◆ What is expected
Display every line of the material below that contains the word "yellow".

═══ Dataset excerpts

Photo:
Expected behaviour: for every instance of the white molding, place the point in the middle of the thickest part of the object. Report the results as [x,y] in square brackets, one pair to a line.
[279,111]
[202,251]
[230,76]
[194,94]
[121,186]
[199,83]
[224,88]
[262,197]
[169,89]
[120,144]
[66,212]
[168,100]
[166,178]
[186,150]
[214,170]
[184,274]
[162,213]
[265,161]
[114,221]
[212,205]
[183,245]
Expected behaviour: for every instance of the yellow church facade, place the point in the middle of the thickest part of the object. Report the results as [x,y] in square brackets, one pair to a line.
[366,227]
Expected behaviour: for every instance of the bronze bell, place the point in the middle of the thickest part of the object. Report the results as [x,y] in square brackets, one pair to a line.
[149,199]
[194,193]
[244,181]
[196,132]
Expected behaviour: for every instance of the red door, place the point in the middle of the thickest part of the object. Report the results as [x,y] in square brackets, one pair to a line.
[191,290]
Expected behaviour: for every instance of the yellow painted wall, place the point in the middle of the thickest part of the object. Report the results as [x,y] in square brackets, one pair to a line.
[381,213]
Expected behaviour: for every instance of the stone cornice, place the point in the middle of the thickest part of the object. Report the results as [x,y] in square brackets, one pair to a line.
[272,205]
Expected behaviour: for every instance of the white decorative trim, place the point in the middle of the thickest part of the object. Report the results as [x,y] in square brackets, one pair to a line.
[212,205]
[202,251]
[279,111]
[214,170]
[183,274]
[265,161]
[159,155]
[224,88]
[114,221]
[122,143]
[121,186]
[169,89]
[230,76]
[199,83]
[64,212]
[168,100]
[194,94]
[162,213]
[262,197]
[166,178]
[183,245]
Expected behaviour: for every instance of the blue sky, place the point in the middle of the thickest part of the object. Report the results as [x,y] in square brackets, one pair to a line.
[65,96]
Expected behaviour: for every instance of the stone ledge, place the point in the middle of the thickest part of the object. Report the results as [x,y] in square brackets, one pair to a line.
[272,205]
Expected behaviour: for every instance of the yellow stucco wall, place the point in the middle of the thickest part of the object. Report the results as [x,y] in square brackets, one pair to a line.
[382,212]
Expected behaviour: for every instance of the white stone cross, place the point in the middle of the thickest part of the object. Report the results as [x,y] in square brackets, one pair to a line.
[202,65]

══════
═══ Dataset excerpts

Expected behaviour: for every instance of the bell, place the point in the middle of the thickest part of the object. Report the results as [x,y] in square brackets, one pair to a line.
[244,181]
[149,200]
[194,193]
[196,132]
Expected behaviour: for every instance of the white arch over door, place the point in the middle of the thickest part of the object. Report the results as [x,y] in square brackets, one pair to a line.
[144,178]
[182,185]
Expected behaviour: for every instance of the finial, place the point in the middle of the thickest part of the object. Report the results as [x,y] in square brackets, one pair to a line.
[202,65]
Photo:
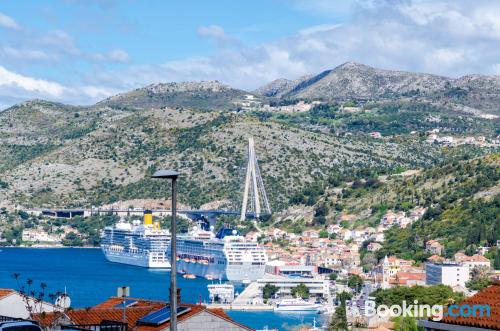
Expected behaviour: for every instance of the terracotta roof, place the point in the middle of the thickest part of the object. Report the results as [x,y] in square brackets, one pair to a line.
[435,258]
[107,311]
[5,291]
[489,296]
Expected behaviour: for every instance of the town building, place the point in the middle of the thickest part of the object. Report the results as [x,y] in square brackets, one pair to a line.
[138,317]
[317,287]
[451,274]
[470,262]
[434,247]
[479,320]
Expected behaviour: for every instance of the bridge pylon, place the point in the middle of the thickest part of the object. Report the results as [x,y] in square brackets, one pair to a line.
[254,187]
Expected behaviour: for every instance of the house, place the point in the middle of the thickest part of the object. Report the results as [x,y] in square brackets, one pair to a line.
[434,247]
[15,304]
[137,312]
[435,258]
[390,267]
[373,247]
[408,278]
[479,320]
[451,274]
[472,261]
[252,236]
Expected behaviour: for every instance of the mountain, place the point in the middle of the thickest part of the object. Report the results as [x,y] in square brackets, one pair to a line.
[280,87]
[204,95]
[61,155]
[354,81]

══════

◆ Response
Expected behaviour: for every instance of the yellow church facade, place the point in the middle of the thickest part of the object. Report the results as [x,y] in square brackets, one pair to a line.
Expected behaviour: for every instance of the yellow painted wall, place the point in the middle of the thickest part of the object. Report the results as [x,y] in square brackets, one pair to a line.
Expected behaviour: for every instance of the yellow stucco wall, place the point in the middle of the thickest part of the object. Report the results as [x,y] in square brackets, one pair to a line.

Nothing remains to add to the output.